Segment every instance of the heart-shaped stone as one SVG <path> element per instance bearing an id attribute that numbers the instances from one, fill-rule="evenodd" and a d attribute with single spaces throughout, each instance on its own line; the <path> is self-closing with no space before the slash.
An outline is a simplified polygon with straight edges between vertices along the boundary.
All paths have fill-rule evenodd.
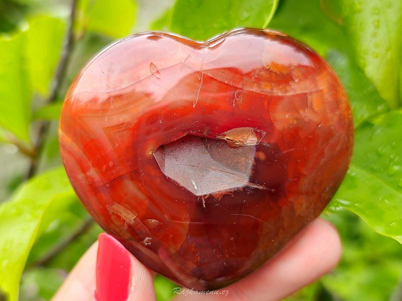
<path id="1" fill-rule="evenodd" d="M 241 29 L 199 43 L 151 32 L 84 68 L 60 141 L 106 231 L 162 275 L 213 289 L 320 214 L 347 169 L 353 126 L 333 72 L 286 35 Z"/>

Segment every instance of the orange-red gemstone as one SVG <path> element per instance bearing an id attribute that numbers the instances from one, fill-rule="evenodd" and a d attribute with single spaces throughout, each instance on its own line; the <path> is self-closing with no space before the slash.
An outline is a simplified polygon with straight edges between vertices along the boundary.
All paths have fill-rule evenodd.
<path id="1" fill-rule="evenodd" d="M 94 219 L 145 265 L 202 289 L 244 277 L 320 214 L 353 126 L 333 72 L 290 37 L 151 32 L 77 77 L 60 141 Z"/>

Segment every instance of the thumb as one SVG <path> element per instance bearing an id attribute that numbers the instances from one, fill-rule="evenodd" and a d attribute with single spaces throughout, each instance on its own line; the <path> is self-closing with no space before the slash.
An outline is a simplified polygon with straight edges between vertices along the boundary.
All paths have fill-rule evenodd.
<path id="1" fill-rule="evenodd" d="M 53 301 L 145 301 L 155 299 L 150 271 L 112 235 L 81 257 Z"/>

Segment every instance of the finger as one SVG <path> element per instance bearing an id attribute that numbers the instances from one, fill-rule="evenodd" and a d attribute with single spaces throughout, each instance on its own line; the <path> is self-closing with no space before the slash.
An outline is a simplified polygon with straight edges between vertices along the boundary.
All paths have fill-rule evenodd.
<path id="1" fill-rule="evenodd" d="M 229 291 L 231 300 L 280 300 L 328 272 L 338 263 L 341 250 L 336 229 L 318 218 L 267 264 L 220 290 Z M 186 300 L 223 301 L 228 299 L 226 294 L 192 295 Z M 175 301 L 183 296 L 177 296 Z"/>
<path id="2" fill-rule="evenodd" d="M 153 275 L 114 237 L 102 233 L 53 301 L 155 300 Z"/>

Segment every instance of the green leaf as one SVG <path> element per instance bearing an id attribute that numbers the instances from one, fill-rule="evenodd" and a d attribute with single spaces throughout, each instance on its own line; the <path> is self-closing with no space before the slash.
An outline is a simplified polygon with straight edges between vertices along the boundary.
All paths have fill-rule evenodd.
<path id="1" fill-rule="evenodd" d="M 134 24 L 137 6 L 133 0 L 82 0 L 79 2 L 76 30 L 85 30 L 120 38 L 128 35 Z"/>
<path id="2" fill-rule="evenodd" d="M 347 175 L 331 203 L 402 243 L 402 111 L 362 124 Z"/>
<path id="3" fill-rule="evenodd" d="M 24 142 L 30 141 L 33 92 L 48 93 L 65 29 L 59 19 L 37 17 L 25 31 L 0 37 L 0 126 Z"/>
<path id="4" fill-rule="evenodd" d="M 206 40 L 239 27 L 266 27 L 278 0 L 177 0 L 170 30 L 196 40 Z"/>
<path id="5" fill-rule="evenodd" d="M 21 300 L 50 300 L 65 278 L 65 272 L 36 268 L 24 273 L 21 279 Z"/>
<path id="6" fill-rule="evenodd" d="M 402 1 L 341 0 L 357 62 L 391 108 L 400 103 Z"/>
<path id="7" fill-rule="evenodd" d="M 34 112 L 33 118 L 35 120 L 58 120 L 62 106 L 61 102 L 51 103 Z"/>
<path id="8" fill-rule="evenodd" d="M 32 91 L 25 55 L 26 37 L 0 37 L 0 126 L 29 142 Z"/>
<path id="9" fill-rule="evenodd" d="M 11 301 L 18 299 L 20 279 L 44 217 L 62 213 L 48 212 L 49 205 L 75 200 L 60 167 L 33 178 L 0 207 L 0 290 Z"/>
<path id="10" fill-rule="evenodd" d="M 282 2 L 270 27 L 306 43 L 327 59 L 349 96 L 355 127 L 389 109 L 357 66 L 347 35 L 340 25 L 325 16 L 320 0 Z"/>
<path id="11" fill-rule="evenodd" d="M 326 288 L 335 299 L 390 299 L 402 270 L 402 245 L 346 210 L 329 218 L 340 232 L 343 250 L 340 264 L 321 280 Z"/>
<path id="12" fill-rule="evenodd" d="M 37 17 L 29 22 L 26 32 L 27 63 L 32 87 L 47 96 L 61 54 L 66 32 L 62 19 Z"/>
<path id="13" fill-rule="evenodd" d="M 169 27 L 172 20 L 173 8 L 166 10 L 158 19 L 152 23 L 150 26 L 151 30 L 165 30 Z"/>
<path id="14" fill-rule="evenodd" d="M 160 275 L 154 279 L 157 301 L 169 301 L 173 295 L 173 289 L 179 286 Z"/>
━━━━━━━━━━
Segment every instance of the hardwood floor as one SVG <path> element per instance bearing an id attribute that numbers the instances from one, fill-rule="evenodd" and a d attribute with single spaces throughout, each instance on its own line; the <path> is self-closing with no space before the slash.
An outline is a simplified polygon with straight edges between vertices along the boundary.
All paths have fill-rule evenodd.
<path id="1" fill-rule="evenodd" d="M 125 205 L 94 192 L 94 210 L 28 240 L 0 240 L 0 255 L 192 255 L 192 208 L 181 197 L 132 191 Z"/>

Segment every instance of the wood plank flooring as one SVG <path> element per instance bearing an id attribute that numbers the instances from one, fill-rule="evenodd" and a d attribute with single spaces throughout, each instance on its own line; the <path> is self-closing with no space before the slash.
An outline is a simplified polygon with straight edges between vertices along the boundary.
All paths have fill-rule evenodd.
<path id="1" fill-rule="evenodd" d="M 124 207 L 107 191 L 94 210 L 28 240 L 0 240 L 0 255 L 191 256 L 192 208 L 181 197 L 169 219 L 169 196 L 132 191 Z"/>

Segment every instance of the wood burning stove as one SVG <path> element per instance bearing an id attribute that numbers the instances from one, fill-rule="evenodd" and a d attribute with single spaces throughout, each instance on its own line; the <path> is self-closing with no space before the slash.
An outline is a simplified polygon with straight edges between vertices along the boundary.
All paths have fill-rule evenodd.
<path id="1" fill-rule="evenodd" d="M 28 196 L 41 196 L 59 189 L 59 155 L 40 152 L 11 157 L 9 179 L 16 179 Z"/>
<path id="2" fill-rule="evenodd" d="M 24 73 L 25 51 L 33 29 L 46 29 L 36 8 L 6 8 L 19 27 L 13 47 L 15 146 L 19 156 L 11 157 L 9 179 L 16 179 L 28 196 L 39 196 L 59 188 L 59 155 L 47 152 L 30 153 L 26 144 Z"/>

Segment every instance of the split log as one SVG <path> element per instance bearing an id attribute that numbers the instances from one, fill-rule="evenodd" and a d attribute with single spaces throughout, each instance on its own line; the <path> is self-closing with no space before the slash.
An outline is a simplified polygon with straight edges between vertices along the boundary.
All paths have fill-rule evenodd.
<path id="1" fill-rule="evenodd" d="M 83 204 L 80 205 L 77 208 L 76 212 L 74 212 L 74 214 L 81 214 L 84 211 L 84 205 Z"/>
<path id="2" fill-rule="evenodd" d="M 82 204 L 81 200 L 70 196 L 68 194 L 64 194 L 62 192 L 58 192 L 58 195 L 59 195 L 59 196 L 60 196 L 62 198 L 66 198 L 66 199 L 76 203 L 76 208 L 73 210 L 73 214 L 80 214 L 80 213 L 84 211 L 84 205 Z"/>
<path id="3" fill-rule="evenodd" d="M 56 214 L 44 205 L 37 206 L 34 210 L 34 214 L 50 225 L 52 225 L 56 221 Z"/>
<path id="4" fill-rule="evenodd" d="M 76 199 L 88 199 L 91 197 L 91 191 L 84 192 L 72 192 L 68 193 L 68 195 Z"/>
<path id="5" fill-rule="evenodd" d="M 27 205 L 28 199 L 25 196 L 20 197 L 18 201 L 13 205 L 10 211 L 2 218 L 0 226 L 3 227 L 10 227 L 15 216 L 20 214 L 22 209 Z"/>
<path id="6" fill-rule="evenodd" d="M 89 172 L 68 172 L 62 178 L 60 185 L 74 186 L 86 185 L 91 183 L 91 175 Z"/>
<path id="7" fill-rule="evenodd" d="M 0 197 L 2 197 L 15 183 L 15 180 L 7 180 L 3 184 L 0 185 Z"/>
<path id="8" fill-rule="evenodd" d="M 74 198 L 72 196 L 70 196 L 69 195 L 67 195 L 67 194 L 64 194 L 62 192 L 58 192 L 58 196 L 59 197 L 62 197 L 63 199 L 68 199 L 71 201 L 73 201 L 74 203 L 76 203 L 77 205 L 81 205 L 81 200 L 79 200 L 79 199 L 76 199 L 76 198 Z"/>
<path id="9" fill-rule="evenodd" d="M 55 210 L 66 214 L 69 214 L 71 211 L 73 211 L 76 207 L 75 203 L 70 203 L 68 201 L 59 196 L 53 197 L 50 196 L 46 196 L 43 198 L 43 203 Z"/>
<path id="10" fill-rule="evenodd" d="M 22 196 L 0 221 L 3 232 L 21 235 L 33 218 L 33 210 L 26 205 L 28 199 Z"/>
━━━━━━━━━━
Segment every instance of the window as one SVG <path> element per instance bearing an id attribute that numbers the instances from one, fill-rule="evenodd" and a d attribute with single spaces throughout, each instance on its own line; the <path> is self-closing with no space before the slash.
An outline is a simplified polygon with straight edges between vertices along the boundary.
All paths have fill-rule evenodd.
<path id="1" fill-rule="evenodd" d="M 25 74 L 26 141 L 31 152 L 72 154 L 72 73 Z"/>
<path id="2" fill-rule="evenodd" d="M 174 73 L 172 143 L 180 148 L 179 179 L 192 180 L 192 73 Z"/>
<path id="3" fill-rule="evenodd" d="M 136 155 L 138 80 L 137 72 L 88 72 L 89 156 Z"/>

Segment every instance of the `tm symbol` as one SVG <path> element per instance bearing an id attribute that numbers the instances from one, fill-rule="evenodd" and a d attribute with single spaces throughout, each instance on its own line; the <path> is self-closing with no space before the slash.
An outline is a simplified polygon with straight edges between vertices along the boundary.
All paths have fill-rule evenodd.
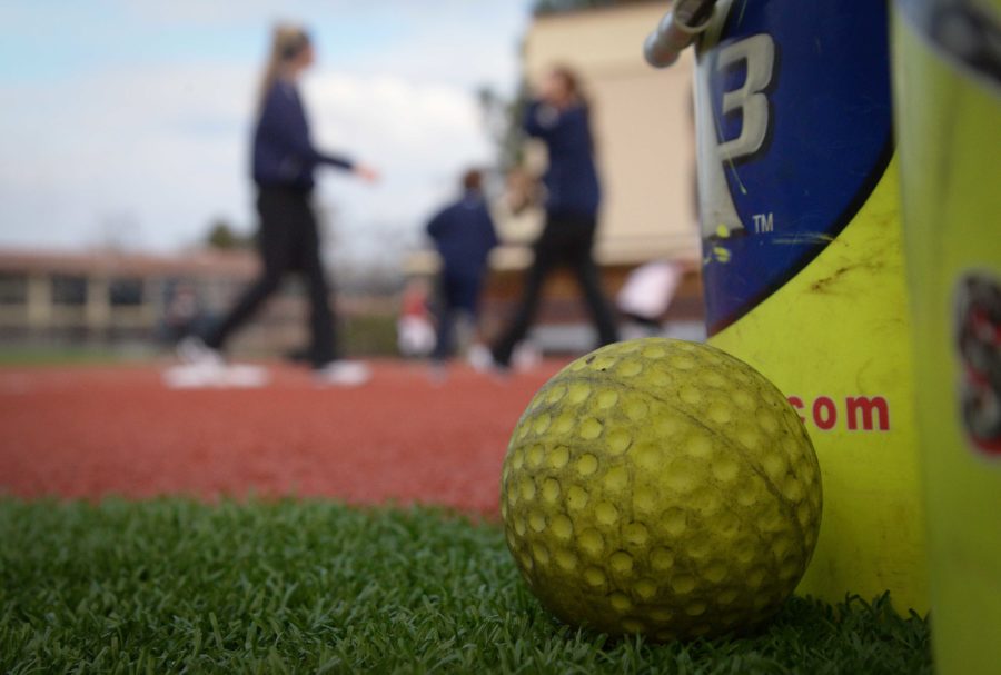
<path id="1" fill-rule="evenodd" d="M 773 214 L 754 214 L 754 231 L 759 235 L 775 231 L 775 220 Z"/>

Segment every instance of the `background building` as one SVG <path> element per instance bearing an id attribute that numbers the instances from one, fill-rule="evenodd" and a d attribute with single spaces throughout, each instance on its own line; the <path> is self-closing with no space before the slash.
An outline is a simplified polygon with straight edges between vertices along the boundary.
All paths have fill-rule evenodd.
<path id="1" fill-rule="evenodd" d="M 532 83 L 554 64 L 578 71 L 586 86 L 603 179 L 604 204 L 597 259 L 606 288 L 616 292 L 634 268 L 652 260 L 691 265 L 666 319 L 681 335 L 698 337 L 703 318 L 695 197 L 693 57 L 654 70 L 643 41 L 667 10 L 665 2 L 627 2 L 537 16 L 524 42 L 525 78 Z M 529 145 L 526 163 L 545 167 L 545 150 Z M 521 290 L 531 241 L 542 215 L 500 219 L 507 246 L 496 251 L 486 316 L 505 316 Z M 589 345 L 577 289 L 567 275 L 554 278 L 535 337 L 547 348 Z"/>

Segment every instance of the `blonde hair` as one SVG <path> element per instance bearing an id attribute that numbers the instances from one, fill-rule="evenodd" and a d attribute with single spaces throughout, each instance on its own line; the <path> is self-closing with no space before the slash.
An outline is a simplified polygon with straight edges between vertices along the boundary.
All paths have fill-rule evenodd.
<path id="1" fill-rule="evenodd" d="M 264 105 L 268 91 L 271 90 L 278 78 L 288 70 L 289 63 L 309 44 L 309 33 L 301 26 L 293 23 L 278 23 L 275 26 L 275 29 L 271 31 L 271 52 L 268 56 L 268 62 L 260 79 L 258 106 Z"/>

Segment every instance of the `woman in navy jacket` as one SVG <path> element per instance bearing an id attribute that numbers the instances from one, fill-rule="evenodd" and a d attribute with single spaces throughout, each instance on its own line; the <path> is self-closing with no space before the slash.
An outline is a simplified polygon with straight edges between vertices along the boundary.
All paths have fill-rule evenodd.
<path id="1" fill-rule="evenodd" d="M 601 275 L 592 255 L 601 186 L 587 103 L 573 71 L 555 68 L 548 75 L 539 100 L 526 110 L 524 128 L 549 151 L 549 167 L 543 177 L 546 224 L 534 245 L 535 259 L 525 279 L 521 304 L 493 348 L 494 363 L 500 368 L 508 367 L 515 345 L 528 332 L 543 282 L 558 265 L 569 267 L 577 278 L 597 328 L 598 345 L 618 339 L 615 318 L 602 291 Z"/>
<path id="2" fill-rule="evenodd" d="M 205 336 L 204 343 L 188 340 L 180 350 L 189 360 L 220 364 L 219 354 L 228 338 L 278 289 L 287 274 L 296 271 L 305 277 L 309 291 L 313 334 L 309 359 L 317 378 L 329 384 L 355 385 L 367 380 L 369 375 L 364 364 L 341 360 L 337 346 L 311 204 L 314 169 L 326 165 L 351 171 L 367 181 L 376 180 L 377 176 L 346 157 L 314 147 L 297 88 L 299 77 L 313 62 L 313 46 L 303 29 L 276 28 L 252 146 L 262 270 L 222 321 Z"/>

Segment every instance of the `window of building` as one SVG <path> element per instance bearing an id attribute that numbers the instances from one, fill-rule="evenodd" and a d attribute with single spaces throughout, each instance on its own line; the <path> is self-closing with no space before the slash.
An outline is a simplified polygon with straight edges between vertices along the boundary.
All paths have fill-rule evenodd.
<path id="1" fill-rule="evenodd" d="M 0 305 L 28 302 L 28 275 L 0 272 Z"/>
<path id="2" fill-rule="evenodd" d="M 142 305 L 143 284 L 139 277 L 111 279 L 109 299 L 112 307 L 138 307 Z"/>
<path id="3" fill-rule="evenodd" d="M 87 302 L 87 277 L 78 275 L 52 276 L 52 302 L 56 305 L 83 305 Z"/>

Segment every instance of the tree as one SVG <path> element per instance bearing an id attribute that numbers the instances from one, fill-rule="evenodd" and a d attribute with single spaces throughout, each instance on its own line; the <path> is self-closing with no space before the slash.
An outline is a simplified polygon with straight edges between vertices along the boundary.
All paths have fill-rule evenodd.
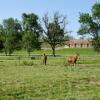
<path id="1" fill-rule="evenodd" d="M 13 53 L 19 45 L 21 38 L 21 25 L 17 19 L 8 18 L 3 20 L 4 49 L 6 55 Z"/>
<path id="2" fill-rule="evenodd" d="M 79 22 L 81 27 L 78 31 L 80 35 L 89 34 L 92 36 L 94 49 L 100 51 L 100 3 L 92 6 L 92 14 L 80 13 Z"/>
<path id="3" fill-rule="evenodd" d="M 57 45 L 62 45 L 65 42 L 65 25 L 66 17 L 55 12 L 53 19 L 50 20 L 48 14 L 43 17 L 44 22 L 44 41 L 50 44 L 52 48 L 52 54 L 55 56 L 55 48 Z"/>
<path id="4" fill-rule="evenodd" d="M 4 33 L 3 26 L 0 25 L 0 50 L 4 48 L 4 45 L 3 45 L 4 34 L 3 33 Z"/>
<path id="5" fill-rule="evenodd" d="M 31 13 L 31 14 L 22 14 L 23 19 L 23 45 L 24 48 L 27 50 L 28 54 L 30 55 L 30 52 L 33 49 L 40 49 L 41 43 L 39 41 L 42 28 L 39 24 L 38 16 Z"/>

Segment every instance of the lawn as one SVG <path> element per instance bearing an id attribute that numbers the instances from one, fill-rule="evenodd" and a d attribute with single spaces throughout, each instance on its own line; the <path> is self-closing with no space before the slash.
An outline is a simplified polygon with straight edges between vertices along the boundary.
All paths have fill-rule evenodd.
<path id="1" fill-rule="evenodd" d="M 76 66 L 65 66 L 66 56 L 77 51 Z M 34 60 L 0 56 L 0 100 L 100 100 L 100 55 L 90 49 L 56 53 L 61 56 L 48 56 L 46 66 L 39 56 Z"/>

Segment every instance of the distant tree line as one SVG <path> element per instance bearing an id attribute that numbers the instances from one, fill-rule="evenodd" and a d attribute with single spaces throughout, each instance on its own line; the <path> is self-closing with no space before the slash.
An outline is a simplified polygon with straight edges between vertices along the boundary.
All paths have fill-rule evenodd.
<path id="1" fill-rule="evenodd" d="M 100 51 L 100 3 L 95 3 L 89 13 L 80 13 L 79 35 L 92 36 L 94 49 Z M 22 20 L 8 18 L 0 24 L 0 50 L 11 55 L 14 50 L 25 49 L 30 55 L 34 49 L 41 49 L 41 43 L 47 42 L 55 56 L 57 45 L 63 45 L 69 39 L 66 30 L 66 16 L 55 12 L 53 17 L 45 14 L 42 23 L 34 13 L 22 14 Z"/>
━━━━━━━━━━
WHAT IS BEING ASKED | Return the lines from the one with "Segment every instance of the finger" to the one with "153 275 L 114", both included, copying each character as it appears in the records.

SOLVED PROBLEM |
Segment every instance of the finger as one SVG <path> element per instance bearing an id attribute that numbers the instances from one, fill-rule="evenodd" and a d attribute with single spaces throughout, each instance on its own line; the <path> is self-closing with no space before the slash.
An outline is a simplified polygon with straight edges between vertices along the boundary.
All paths have fill-rule evenodd.
<path id="1" fill-rule="evenodd" d="M 229 291 L 231 300 L 280 300 L 328 272 L 338 263 L 341 250 L 336 229 L 318 218 L 267 264 L 220 290 Z M 186 300 L 223 301 L 228 299 L 226 294 L 192 295 Z M 175 301 L 183 296 L 177 296 Z"/>
<path id="2" fill-rule="evenodd" d="M 153 275 L 114 237 L 102 233 L 53 301 L 155 300 Z"/>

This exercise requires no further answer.